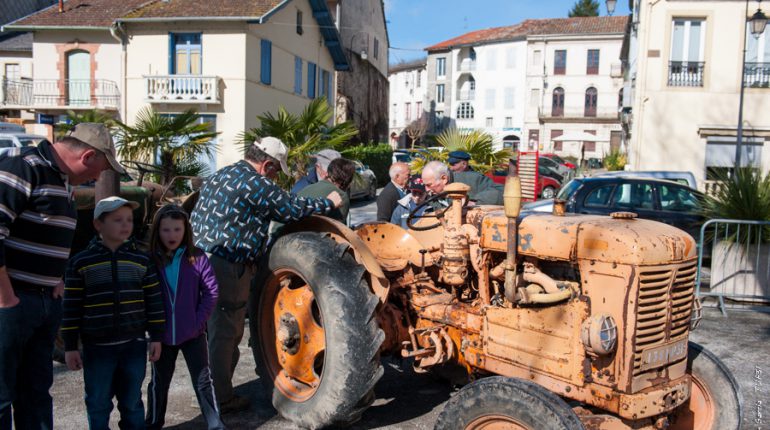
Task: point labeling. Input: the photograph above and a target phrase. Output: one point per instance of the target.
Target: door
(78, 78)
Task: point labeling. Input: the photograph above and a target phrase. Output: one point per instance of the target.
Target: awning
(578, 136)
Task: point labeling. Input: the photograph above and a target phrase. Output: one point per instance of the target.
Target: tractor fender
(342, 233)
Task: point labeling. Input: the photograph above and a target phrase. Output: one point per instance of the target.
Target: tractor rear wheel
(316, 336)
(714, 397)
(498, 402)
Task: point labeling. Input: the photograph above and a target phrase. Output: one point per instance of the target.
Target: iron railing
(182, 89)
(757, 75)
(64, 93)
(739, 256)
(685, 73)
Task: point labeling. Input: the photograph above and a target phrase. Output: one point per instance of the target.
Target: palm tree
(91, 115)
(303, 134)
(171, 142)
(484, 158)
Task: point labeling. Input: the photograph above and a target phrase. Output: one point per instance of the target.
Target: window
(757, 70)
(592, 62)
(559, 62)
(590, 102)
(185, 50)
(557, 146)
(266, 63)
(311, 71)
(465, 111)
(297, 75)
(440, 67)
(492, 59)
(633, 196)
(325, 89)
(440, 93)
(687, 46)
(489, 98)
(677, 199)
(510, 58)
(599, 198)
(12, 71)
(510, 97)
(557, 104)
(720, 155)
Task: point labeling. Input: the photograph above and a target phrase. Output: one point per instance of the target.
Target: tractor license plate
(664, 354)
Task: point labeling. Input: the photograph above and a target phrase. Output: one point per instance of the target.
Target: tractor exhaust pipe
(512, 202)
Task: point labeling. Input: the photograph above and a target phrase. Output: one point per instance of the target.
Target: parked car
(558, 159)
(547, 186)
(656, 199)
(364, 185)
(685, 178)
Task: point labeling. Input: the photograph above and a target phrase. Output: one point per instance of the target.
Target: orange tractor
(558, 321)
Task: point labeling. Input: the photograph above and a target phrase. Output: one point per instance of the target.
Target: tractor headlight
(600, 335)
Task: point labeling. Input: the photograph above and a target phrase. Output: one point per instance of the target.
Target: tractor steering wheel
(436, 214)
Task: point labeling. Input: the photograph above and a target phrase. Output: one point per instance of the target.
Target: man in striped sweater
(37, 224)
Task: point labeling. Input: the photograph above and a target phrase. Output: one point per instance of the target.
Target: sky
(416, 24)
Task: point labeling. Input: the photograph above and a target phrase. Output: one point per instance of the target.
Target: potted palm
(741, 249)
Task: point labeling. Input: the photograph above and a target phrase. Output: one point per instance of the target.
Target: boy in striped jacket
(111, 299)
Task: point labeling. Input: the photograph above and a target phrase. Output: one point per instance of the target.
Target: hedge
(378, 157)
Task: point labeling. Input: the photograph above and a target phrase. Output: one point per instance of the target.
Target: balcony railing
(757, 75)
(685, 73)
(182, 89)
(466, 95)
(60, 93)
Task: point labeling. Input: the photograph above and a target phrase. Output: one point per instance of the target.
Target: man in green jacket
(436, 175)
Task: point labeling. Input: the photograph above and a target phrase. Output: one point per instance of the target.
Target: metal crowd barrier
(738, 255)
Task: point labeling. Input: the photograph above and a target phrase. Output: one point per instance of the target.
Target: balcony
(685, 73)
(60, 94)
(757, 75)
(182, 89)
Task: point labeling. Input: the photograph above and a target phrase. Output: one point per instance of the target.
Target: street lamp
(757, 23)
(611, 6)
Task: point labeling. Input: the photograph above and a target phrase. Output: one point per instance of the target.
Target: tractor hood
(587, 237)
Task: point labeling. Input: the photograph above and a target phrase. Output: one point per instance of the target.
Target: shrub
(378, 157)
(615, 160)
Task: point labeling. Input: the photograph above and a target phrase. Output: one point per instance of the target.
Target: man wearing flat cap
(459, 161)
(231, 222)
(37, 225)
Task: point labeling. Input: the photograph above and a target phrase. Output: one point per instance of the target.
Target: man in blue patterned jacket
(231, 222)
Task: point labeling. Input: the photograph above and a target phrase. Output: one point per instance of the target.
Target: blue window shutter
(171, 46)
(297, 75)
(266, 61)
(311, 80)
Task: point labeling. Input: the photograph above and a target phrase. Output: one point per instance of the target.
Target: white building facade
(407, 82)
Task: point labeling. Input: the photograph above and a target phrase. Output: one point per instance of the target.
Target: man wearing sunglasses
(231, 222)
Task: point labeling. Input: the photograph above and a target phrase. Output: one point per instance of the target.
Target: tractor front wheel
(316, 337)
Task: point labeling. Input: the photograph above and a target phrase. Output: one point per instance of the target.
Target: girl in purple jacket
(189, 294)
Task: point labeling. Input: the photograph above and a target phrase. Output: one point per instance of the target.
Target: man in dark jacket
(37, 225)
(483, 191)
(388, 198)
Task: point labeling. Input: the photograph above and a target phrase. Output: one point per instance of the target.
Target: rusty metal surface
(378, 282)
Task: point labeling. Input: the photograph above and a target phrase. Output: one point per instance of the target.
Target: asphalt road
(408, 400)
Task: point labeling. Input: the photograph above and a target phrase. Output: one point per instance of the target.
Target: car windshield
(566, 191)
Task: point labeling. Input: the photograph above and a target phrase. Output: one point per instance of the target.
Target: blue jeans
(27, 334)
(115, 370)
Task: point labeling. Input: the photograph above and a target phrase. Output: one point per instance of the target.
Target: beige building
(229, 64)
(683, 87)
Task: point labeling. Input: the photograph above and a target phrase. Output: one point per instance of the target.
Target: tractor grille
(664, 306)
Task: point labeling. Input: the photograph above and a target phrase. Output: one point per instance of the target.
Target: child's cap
※
Return the records exactly as they stand, and drop every picture.

Task: point labeling. Input: the photograph above and a target phrase. Output: one point per instance of the target.
Target: door
(78, 78)
Task: point labeling. Input: the photograph above and a target phrase. Output: one point per instance of the target.
Target: awning
(578, 136)
Task: point labeling. Input: the photograph above and a target phrase. Output: one point per instance of the target.
Target: tractor fender
(342, 233)
Task: point labeling. Input: the photograph above and a target phrase. Output: one point per instance of the target.
Target: tractor rear wheel
(316, 336)
(714, 397)
(498, 402)
Task: point labeling. Input: the photograph above and a target phrase. Output: one point per instance of the target.
Target: iron railing
(182, 89)
(757, 75)
(64, 93)
(739, 256)
(685, 73)
Task: point labeling. Input: the photograph above and a target phrase. Output: one point per instance of the target.
Target: palm tree
(91, 115)
(303, 134)
(171, 142)
(484, 158)
Task: point labeling. Input: the photograph above and a target phrase. Output: one point per instance of the target.
Target: window
(757, 70)
(592, 62)
(559, 62)
(590, 102)
(185, 50)
(557, 146)
(266, 63)
(311, 71)
(465, 111)
(297, 75)
(440, 67)
(492, 59)
(633, 196)
(325, 89)
(440, 93)
(687, 46)
(489, 98)
(677, 199)
(510, 58)
(599, 198)
(12, 71)
(510, 97)
(557, 104)
(720, 155)
Task: point labeling. Input: the photograph above and a target phrase. Output: one point per instance of the target.
Target: tractor license plate
(664, 354)
Task: point labeling. Input: the photograph above and a target phrase. Output: one point per instance of the target.
Target: tractor exhaust pipe
(512, 202)
Task: point labeling. Input: the photograph above and a target phrase. Output: one point per instance of the target.
Target: parked car
(558, 159)
(547, 186)
(656, 199)
(364, 185)
(685, 178)
Task: point labeling. Input: the photograph above and a target phrase. Output: one point per instance of the target.
Target: orange tractor
(558, 321)
Task: point labeling. Input: the photograph above and a target phrase. Output: one point per instance of the target.
Target: tractor headlight
(600, 335)
Task: point labeling. Input: the photograph above and a target phrase. Output: one point per instance of the target.
Target: tractor steering wheel
(436, 214)
Task: point labeling. Input: the photograph above and a target phrase. Output: one point per instance of the target.
Target: man in striped sweater
(37, 224)
Task: point labeling. Input: the photograph above and a target phrase. Output: one point per instance of the target.
Target: sky
(416, 24)
Task: point labeling. Input: the photograph above and a target phrase. Output: one point per instance of the target.
Target: potted palm
(741, 249)
Task: point labeling. Input: the photograph above and a target phrase. Output: one point per instance of the target.
Target: boy in striped jacket
(111, 299)
Task: point labeling. Input: the photograph above and a target phrase. Output: one point per instance of the target.
Target: hedge
(378, 157)
Task: point labeling. Input: the photograph above and a target phrase. Output: one point per instance of the target.
Target: balcony railing
(757, 75)
(685, 73)
(182, 89)
(466, 95)
(60, 93)
Task: point labeling. Input: the photograph above and a target phrase. Output: one point per instance of the target.
Target: man in green jacket
(436, 175)
Task: point labeling. Input: the photograph above and a target phrase. Output: one point per instance of the target.
Target: metal crowd barrier
(738, 255)
Task: point labeling. Input: the photograph above and a target phrase. Output: one point per instance of the target.
Target: balcony
(685, 73)
(60, 94)
(757, 75)
(182, 89)
Task: point labeling. Input: the photograph above and a target phrase. Output: one point per instance of the target.
Target: street lamp
(757, 23)
(611, 6)
Task: point labeling. Input: the photograph above and a target phrase. Output: one point per instance of the target.
Target: tractor hood
(587, 237)
Task: point labeling. Input: the photograph above and a target phrase. Output: one point per instance of the target.
Target: shrub
(378, 157)
(615, 160)
Task: point labeling. Input: the photograph above and a target phrase. Output: one point per instance of the target.
Target: man wearing flat cap
(459, 161)
(231, 222)
(37, 225)
Task: point labeling. Input: the photograph above and a target phrase. Output: one point per instance of the target.
Target: man in blue patterned jacket
(231, 222)
Task: point labeling. Input: the photograph above and a target phrase. Output: one point per instance of the target.
Target: blue window shutter
(171, 46)
(297, 75)
(266, 61)
(311, 80)
Task: point labeling. Input: the photograph above and a target phrase. Output: one point per instance of the target.
Target: white building facade
(407, 82)
Task: point labeling. Input: the photograph above and a target phrase. Output: one point per instance of the target.
Target: man wearing sunglasses
(231, 222)
Task: point labeling. Input: the photograph above and a target phrase. Output: one point per instance of the target.
Target: tractor front wheel
(316, 337)
Task: point labeling. Input: the photograph above and a target phrase. Output: one point per instance of the target.
Target: girl in purple jacket
(189, 294)
Task: point labeling. Input: the photograph above and a target phrase. Output: one point per instance of the target.
Target: man in dark jacket
(37, 225)
(483, 191)
(388, 198)
Task: point labeling. Input: the photograph above and a target phrase. Output: one point per instance of the target.
Target: rusty metal surface
(378, 282)
Task: point labeling. Input: the photograph above and a target phrase. Output: one point per instance of the target.
Target: asphalt road
(408, 400)
Task: point labeling. Input: the photograph above and a target phrase. Output: one point per instance of the target.
Target: car windshield
(566, 191)
Task: point labeling. Input: the photograph above and a target phrase. Output: one point per instance of the target.
Target: blue jeans
(27, 334)
(115, 370)
Task: point labeling. Input: the photograph above and a target phrase. Output: one point per instance of the target.
Target: beige building
(229, 64)
(683, 87)
Task: point labeling. Input: the photograph above and a target phrase. Output: one point per instance of the target.
Target: tractor grille
(664, 306)
Task: point labeling. Input: the photograph above and a target phrase. Output: one point per instance of the target.
Target: child's cap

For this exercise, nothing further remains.